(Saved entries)
——————

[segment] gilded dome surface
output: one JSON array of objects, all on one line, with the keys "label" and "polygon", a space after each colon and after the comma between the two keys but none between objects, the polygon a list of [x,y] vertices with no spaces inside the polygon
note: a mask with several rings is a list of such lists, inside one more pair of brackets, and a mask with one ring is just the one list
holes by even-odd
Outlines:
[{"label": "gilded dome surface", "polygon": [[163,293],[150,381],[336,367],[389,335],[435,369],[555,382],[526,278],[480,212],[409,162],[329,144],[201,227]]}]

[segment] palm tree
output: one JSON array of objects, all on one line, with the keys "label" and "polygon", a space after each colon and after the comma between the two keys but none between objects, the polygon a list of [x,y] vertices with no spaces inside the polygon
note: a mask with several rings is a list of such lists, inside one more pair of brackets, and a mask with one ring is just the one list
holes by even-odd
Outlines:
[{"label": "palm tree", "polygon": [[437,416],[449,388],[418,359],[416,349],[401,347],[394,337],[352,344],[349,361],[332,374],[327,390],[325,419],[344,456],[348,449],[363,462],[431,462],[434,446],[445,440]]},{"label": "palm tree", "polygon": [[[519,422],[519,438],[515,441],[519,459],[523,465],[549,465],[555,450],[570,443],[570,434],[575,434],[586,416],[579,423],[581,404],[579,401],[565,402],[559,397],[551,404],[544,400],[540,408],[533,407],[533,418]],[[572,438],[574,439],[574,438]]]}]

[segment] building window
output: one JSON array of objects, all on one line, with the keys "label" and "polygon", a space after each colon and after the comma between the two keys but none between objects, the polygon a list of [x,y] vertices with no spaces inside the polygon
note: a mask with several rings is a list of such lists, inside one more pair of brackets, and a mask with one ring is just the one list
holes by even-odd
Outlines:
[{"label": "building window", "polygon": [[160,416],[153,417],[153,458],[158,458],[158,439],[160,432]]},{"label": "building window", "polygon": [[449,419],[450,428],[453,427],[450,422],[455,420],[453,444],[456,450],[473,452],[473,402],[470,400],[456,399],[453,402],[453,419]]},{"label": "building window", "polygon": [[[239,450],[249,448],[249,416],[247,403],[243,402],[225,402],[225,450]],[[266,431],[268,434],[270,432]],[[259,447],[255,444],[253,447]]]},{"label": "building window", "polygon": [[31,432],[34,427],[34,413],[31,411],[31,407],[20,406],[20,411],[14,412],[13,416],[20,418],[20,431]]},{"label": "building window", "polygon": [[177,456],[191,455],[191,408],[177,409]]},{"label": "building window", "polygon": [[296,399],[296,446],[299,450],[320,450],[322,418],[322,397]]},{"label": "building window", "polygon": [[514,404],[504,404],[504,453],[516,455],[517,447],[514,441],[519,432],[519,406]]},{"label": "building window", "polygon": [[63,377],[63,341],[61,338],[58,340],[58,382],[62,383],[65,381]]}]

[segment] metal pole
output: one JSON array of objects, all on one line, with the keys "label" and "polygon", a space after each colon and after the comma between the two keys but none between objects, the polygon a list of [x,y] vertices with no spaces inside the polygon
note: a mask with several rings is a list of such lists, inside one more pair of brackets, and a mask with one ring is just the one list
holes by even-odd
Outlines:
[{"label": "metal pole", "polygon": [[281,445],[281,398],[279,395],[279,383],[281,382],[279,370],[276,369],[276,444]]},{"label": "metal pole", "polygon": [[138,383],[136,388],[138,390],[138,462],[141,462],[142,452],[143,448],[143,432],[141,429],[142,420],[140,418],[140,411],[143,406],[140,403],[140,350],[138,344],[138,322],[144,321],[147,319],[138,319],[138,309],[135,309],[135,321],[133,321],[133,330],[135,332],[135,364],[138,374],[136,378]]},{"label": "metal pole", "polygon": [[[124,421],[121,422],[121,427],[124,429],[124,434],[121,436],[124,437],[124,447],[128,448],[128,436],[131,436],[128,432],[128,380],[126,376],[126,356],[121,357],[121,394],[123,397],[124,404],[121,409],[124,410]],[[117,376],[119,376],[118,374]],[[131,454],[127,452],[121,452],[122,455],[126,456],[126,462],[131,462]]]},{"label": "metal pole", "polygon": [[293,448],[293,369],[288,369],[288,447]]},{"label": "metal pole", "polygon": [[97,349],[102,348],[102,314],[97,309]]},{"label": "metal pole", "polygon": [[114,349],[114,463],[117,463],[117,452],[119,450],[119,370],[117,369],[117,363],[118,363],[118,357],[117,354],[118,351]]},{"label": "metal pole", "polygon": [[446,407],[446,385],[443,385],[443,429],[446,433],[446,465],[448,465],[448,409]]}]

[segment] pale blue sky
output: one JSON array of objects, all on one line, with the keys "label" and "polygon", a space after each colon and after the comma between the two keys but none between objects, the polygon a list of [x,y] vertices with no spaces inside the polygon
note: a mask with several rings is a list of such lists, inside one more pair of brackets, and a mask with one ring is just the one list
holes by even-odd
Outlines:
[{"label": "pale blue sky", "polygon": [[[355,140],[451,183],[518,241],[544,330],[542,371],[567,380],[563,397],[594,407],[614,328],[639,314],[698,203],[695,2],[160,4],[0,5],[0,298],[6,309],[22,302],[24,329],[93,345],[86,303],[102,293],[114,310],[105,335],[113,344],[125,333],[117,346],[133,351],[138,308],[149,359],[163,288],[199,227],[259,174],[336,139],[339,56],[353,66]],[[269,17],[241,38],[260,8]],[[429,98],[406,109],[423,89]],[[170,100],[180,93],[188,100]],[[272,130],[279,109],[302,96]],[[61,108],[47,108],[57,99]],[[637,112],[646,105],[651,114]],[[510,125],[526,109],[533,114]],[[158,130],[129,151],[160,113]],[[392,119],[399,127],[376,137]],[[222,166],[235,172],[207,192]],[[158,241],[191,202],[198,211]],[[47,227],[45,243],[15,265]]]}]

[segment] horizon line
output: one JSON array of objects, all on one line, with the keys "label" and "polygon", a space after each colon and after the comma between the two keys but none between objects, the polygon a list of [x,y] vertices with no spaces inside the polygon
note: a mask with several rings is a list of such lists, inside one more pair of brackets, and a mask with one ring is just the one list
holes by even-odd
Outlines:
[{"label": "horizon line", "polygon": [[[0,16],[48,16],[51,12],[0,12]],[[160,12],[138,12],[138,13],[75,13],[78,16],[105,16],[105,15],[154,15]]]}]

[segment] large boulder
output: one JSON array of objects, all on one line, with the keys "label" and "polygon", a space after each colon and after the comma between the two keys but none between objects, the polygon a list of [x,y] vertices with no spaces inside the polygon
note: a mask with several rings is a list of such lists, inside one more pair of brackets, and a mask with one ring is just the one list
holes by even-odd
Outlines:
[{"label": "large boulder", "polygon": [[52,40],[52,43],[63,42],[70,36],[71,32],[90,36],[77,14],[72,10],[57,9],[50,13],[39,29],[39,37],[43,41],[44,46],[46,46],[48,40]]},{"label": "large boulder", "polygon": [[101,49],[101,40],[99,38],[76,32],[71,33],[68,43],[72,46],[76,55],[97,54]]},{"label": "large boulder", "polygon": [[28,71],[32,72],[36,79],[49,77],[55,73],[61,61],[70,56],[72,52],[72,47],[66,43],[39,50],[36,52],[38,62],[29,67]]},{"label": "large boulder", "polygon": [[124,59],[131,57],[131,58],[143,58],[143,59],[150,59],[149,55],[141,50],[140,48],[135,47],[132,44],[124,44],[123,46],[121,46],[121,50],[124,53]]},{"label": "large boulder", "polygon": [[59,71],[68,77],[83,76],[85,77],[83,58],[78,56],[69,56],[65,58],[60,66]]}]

——————

Place each line of the saved entries above into a JSON list of strings, one string per line, and omit the blank lines.

[Task output]
[
  "[segment] gilded dome surface",
  "output: one JSON array of objects, all on one line, with the keys \"label\" and \"polygon\", a space after each colon and after the comma between the two keys but none between objects, the polygon a list of [x,y] vertices with no spaces inside the polygon",
  "note: a mask with several rings is a list of such lists, inside one more pair of brackets, and a mask with one ring is just the one list",
  "holes by even-odd",
  "Outlines:",
  "[{\"label\": \"gilded dome surface\", \"polygon\": [[163,293],[150,381],[336,367],[389,335],[435,369],[555,382],[526,278],[480,212],[409,162],[329,144],[201,227]]}]",
  "[segment] palm tree",
  "output: one JSON array of objects, all on one line, with the keys \"label\" and \"polygon\", a space after each colon and after the comma between the two keys but none between objects, the polygon a list of [x,y] vertices with no spaces inside the polygon",
  "note: a mask with several rings is a list of such lists, inside one more pair of brackets, and a mask with one ring is just the one list",
  "holes by even-odd",
  "Outlines:",
  "[{\"label\": \"palm tree\", \"polygon\": [[437,416],[449,388],[418,359],[416,349],[401,347],[394,337],[352,344],[349,361],[332,374],[327,390],[325,419],[344,456],[348,449],[363,462],[431,462],[434,446],[445,440]]},{\"label\": \"palm tree\", \"polygon\": [[[519,422],[519,438],[515,441],[519,459],[523,465],[549,465],[555,450],[570,443],[570,434],[575,434],[586,416],[579,423],[581,404],[579,401],[565,402],[559,397],[551,404],[544,400],[540,408],[533,407],[533,418]],[[572,438],[574,439],[574,438]]]}]",
  "[segment] building window",
  "output: one JSON array of objects, all on one line, with the keys \"label\" and \"polygon\", a space after each colon and after the comma between the two keys but none between objects, the polygon a list of [x,y] vertices with no spaces inside the polygon",
  "note: a mask with several rings is a list of such lists, inside one more pair of brackets, and a mask with one ring is just the one list",
  "holes by even-odd",
  "Outlines:",
  "[{\"label\": \"building window\", \"polygon\": [[160,416],[153,417],[153,458],[158,458],[158,439],[160,432]]},{\"label\": \"building window\", \"polygon\": [[449,419],[450,428],[453,427],[450,422],[455,420],[453,444],[456,450],[473,452],[473,402],[470,400],[456,399],[453,402],[453,419]]},{\"label\": \"building window\", \"polygon\": [[[239,450],[249,448],[249,416],[247,403],[243,402],[225,402],[225,450]],[[266,431],[268,434],[270,432]],[[259,447],[255,444],[253,447]]]},{\"label\": \"building window\", \"polygon\": [[31,432],[34,427],[34,413],[31,411],[31,407],[20,406],[20,411],[14,412],[13,416],[20,418],[20,431]]},{\"label\": \"building window\", \"polygon\": [[177,456],[191,455],[191,408],[177,409]]},{\"label\": \"building window\", \"polygon\": [[296,399],[296,446],[299,450],[320,450],[322,418],[322,397]]},{\"label\": \"building window\", \"polygon\": [[514,404],[504,404],[504,453],[516,455],[517,447],[514,441],[519,432],[519,406]]},{\"label\": \"building window\", \"polygon\": [[63,377],[63,341],[61,338],[58,340],[58,382],[62,383],[65,381]]}]",
  "[segment] metal pole",
  "output: one JSON array of objects, all on one line, with the keys \"label\" and \"polygon\", a space after each colon and after the comma between the two keys but none between objects, the polygon a list of [x,y] vertices with no spaces inside the polygon",
  "note: a mask with several rings is a list of such lists, inside one more pair of brackets, and a mask with one ring is just the one list",
  "holes by even-odd",
  "Outlines:",
  "[{\"label\": \"metal pole\", \"polygon\": [[281,445],[281,398],[279,395],[279,383],[281,382],[279,370],[276,369],[276,444]]},{\"label\": \"metal pole\", \"polygon\": [[138,383],[136,388],[138,390],[138,462],[141,462],[142,452],[143,448],[143,432],[141,429],[142,420],[140,418],[140,411],[143,406],[140,403],[140,350],[138,344],[138,322],[144,321],[147,319],[138,319],[138,309],[135,309],[135,321],[133,321],[133,330],[135,332],[135,364],[138,374],[136,378]]},{\"label\": \"metal pole\", \"polygon\": [[[124,421],[121,422],[121,427],[124,429],[124,434],[121,436],[124,437],[124,447],[128,448],[128,436],[131,436],[128,432],[128,380],[126,376],[126,356],[121,357],[121,394],[123,397],[124,404],[121,409],[124,410]],[[117,376],[119,376],[118,374]],[[131,454],[127,452],[121,452],[122,455],[126,456],[126,462],[131,462]]]},{\"label\": \"metal pole\", \"polygon\": [[293,448],[293,369],[288,369],[288,447]]},{\"label\": \"metal pole\", \"polygon\": [[97,349],[102,348],[102,314],[97,309]]},{\"label\": \"metal pole\", \"polygon\": [[114,349],[114,463],[117,463],[117,452],[119,450],[119,370],[117,369],[117,363],[118,363],[118,357],[117,354],[118,351]]},{\"label\": \"metal pole\", \"polygon\": [[446,407],[446,385],[443,385],[443,429],[446,433],[446,465],[448,465],[448,409]]}]",
  "[segment] pale blue sky",
  "output: one JSON array of objects, all on one line, with the keys \"label\" and \"polygon\", a space after each colon and after the comma between the two keys but none between objects, the polygon a list of [x,y] vertices with no spaces inside the polygon",
  "note: a mask with several rings is a list of such lists, inside one more pair of brackets, and a mask with one ring is just the one list",
  "holes by even-odd",
  "Outlines:",
  "[{\"label\": \"pale blue sky\", \"polygon\": [[[355,140],[451,183],[518,241],[544,330],[542,371],[567,380],[563,397],[594,407],[614,328],[639,314],[698,203],[695,2],[160,4],[0,5],[0,298],[6,309],[22,302],[24,329],[93,345],[86,303],[102,293],[114,310],[105,335],[113,344],[125,333],[117,346],[133,351],[138,308],[149,359],[163,288],[199,227],[259,174],[336,139],[339,56],[353,66]],[[269,17],[241,38],[260,8]],[[429,98],[406,109],[423,89]],[[170,100],[180,93],[188,100]],[[272,130],[279,109],[302,96]],[[61,108],[47,108],[57,99]],[[637,112],[646,105],[651,114]],[[510,125],[526,109],[533,114]],[[158,130],[129,151],[160,113]],[[392,119],[399,127],[376,137]],[[222,166],[235,172],[207,192]],[[158,241],[191,202],[198,211]],[[47,227],[45,243],[15,265]]]}]",
  "[segment] horizon line",
  "output: one JSON array of objects, all on one line, with the keys \"label\" and \"polygon\", a space after each colon and after the comma between the two keys but none between objects, the polygon a list of [x,y] vertices with no spaces inside the polygon",
  "note: a mask with several rings is a list of such lists, inside one more pair of brackets, and a mask with one ring is just the one list",
  "holes by even-odd",
  "Outlines:",
  "[{\"label\": \"horizon line\", \"polygon\": [[[0,16],[48,16],[51,12],[0,12]],[[160,12],[138,12],[138,13],[75,13],[78,16],[105,16],[105,15],[154,15]]]}]",
  "[segment] large boulder",
  "output: one JSON array of objects, all on one line, with the keys \"label\" and \"polygon\", a space after each colon and after the comma between the two keys but none between objects, the polygon a list of [x,y] vertices with no spaces inside the polygon",
  "note: a mask with several rings is a list of such lists, inside one more pair of brackets, and a mask with one ring is just the one list",
  "holes by even-odd",
  "Outlines:",
  "[{\"label\": \"large boulder\", \"polygon\": [[52,40],[52,43],[63,42],[70,36],[71,32],[90,36],[77,14],[72,10],[57,9],[50,13],[39,29],[39,37],[43,41],[44,46],[46,46],[48,40]]},{\"label\": \"large boulder\", \"polygon\": [[101,49],[101,40],[99,38],[76,32],[71,33],[68,43],[72,46],[76,55],[97,54]]},{\"label\": \"large boulder\", \"polygon\": [[28,71],[32,72],[36,79],[49,77],[55,73],[61,61],[70,56],[72,52],[72,47],[66,43],[39,50],[36,52],[38,62],[29,67]]},{\"label\": \"large boulder\", \"polygon\": [[124,59],[131,57],[131,58],[143,58],[143,59],[150,59],[149,55],[141,50],[140,48],[135,47],[132,44],[124,44],[123,46],[121,46],[121,50],[124,53]]},{\"label\": \"large boulder\", \"polygon\": [[59,71],[68,77],[83,76],[85,77],[83,58],[78,56],[69,56],[65,58],[60,66]]}]"
]